Trecho do texto
Que as minhas primeiras palavras sejam defelicitações e de congraçamento. Essa é a primeira reunião que nós temos, com o novo ministério, e é a primeira reunião, também, no novo ano. Eu queria desejar-lhes muita sorte e muito trabalho. Porque sorte para quem está no governo é trabalho com êxito, pelo bem do nosso país.
Eu queria, muito rapidamente, antes de abrir a discussão e pedir aos ministros da Fazenda, do Planejamento e ao chefe da Casa Civil que façam exposições mais ordenadas sobre a nossa agenda de trabalho, fazer algumas considerações. E expressar, também, o meu sentimento de responsabilidade, que sei que é compartilhado por todo o governo, diante do fato singular que é, pela primeira vez na nossa história, nós termos sido reeleitos.
E, quando há uma reeleição, quem se reelege não é apenas a pessoa do presidente, é a política do presidente. Porque o povo julga, o povo está julgando não só a pessoa, mas o que essa pessoa fez. E, quando essa pessoa está à frente de um governo, está cercada de colaboradores. Portanto, de alguma maneira, os colaboradores também contribuíram para essa reeleição.
Esse fato de ter havido uma reeleição e, com a generosidade do povo brasileiro, eu voltar a ser presidente e, pela segunda vez, com maioria absoluta dos votos válidos, no primeiro turno significa que o modo de governar, que introduzimos no Brasil, foi apoiado pelo povo brasileiro. Não há, portanto, razões para mudarmos o modo de governar.
Mas, por modo de governar não quero expressar apenas as pessoas que estão governando, até porque as pessoas mudam e, aqui, nós temos vários novos ministros, secretários de Estado, aos quais eu estendo, mais especialmente, essa saudação inicial. Por modo de governar se entende, também, o relacionamento de todos nós com a sociedade.
Fui eleito com um programa. Esse programa, os senhores conhecem. Está num livro chamado "Avança Brasil". Como disse no meu discurso de posse, não fui eleito pelo povo para gerenciar uma crise, mas para superar uma crise. E para realizar os objetivos nacionais, realizar um projeto de país que não se confunde com uma conjuntura de mercado. Tem a ver com valores, tem a ver com a existência cotidiana das pessoas.

Sua tarefa
Dê continuidade ao discurso presidencial na primeira reunião com o novo ministério, começando logo depois da última frase. Os dados não têm nenhum papel aqui.

Material
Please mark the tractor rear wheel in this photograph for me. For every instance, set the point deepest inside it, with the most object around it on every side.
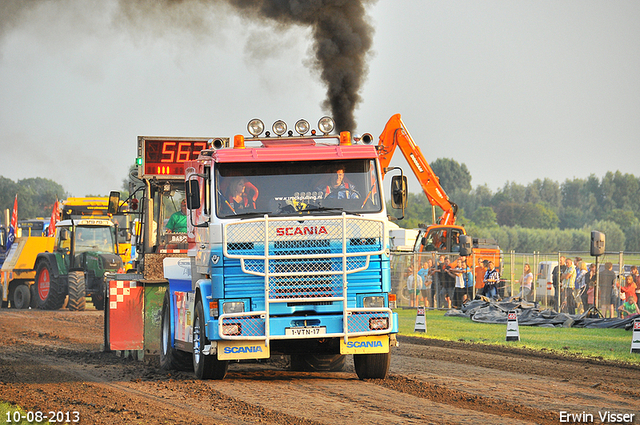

Resultado abaixo
Nesse nosso programa e no nosso modo de governar, insistimos sempre em que se governa para pessoas. Há metas no governo. As metas serão explicitadas, dentro de poucos instantes, em algumas áreas. Teremos uma outra reunião de trabalho, na Granja do Torto, para discutirmos mais aprofundadamente as nossas metas. Mas, repito, governa-se para pessoas. Tenho certeza de que está na consciência de todos os senhores que o que queremos é melhorar a qualidade de vida da população brasileira. Esse é o nosso objetivo.
Os clássicos, e o vice-presidente Marco Maciel conhece bem a literatura de ciência política, se referiam à felicidade. Um dos deveres do governante é cuidar da felicidade dos povos. Evidentemente, essa dimensão subjetiva não pode ser expressa em termos de metas. E, talvez, seja um exagero, nos dias de hoje, imaginar que tenhamos a capacidade de aumentar a felicidade, no sentido subjetivo. Mas, o que eles queriam dizer, com isso, era o bem-estar, era a qualidade de vida.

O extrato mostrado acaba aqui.